§ PAGE EXTRACT:
╭──
This one HAS been mentioned, though I didn't see an answer... How do I create a light effect? Infuse Fire?

- Kemrain the Curious.


----------



## Verequus

Kemrain said:
			
		

> Is there a way to get Spell Resistance? I'm lookingto make an item that'd grant a Drow's racial abilities, but I have no way to do SR with the teaser. Is it even supported? Oh, and how would the roll work?



You have to use Abjure Force - many effects aren't detailed in the teaser, so I don't recommend to create spells using a work-around - simple because of the need of redesign with the proper effects.



> This may seem stupid, but, using a 0mp effect, with a Gen of 1, means it costs 1 MP and 1 cantrip, right?



You get a Cantrip effect probably with a duration of 10 minutes, as long the effect isn't instantious like the Evoke [Element]-lists. And you have to pay 1 MP because of the Gen 1.



> Using what I've read in this thread, I've been piecing together a Magic Item creation system for use in my current campaign (doubt anyone buy my GM would call it balanced, but..) and I've started to run into a slight problem. I'm looking to create effects that you don't have in your spells. Now, I've been finding spells that are 'close enough' that they fit, flavor-wise, but I was wondering if you had any suggestions on how to deal with this subject.



Like I mentioned above - wait for the end product, then most problems are gone. Except that the item creation rules aren't detailed in EoM, but in Lyceian Arcana, the next product in line. (Although the rules already exist, but no one saw them (fully) except playtesters, I suspect. The only two things are really known, are: 1. Price depends only from MPs. 2. Save DC depends only from MPs, not from caster level.)



> This one HAS been mentioned, though I didn't see an answer... How do I create a light effect? Infuse Fire?



No, through Create Light.

I hope, the answers are sufficient.


----------



## RangerWickett

Dude, you answered it for me!  That's so cool.

But yes, to clarify one point, you only spend a cantrip usage if the total spell's cost is 0 MP.  If there's any other enhancements, its no longer really a cantrip, so you just spend the appropriate MP.

Can you give me some idea to what types of items you want to create?  I might be able to give answers.
╰──
§ SHORT TASK A: Translate this sentence from the forum thread into Spanish: "But yes, to clarify one point, you only spend a cantrip usage if the total spell's cost is 0 MP."

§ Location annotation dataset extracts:
╭──
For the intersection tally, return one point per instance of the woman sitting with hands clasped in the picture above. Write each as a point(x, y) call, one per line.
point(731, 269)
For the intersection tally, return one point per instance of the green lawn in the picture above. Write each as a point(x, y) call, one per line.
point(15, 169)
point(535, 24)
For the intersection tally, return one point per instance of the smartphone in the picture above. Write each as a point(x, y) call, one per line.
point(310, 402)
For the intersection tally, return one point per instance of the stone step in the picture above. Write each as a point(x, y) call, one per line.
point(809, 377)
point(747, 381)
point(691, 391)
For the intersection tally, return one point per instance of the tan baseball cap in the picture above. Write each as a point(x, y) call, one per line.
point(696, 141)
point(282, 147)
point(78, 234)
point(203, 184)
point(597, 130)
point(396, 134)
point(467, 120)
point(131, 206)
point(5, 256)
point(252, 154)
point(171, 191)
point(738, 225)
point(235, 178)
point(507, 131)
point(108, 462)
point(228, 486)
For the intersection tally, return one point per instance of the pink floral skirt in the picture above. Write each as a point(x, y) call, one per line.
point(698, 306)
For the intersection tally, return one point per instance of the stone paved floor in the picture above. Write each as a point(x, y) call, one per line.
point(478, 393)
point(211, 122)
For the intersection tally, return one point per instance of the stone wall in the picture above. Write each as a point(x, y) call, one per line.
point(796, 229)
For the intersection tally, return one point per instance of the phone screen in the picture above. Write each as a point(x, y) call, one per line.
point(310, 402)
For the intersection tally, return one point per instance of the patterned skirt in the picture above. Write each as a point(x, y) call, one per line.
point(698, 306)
╰──
§ SHORT TASK B: Update the rows from the line with "of the smartphone" to the line with "point(691, 391)" by replacing "stone step" with "stone stair" and changing nothing else. Return only those lines.

§ FINISHED ANSWER A: Pero sí, para aclarar un punto, solo se gasta un uso de truco si el coste total del conjuro es de 0 MP.

§ FINISHED ANSWER B:
For the intersection tally, return one point per instance of the smartphone in the picture above. Write each as a point(x, y) call, one per line.
point(310, 402)
For the intersection tally, return one point per instance of the stone stair in the picture above. Write each as a point(x, y) call, one per line.
point(809, 377)
point(747, 381)
point(691, 391)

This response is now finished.